■ **Work required**: Please output, unchanged, the part of the records that begins with the line containing "Your task: identify each bird's claw" and continues through the end of the records, both ends included. Leave the pictures out of your output.

[Records from a dataset]
┌──

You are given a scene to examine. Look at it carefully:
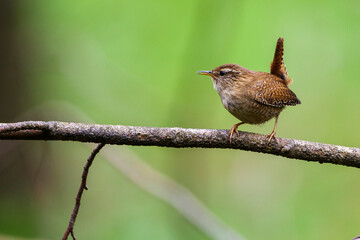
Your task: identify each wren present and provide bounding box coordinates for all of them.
[198,38,301,142]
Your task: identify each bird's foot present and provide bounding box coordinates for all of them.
[266,131,279,144]
[229,122,243,143]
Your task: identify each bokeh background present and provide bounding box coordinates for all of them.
[0,0,360,240]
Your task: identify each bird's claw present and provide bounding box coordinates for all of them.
[229,123,240,143]
[266,131,279,144]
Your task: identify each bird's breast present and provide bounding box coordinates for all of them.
[218,86,283,124]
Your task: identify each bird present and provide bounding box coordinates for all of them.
[198,37,301,143]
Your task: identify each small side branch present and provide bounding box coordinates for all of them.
[62,143,105,240]
[0,121,360,168]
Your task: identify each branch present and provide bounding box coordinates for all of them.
[62,143,105,240]
[0,121,360,168]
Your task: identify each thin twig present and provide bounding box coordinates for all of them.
[0,121,360,168]
[62,143,105,240]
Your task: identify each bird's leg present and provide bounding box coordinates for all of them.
[267,115,279,143]
[229,122,244,142]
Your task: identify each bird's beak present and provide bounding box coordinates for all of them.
[197,71,214,77]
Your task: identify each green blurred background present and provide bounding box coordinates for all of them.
[0,0,360,240]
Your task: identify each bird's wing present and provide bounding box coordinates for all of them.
[270,38,292,86]
[254,80,301,107]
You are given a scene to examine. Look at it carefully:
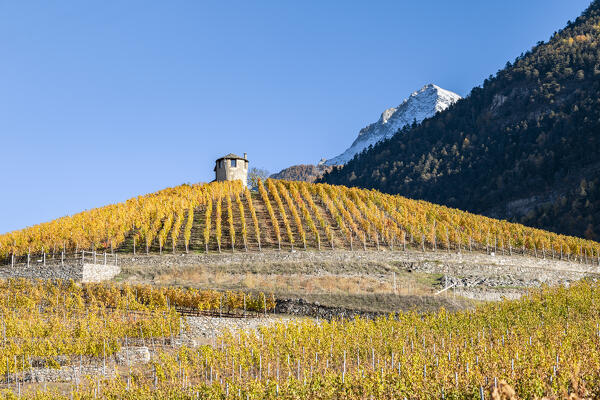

└──

■ **Task output**:
Your task: identify each bird's claw present and provide bounding box coordinates for all of them.
[229,123,240,143]
[266,131,279,144]
Your task: identify each bird's breast present and provide bounding box coordinates for all of them.
[218,86,283,124]
Your task: identify each bird present and provide bounding box coordinates for all of them.
[198,37,301,143]
Your task: identify each small side branch present and provide bounding box coordinates for all of them.
[62,143,105,240]
[0,121,360,168]
Your task: identify each branch present and provide bounding box coordinates for all of them.
[62,143,105,240]
[0,121,360,168]
Your task: identify each thin twig present and provide bounding box coordinates for all of them.
[0,121,360,168]
[62,143,105,240]
Your task: identify each bird's leg present and provide bounding box coordinates for all of them.
[267,115,279,143]
[229,122,244,142]
Your task: identify each bird's beak present and provide bounding box coordinates for all of them.
[197,71,214,77]
Your task: identify each green blurred background present and provide bounding box coordinates for all of them.
[0,0,360,240]
Your task: identify each bird's wing present and provide bounding box coordinates for all of them.
[270,38,292,86]
[254,80,301,107]
You are given a scene to examine. Look at it carefully:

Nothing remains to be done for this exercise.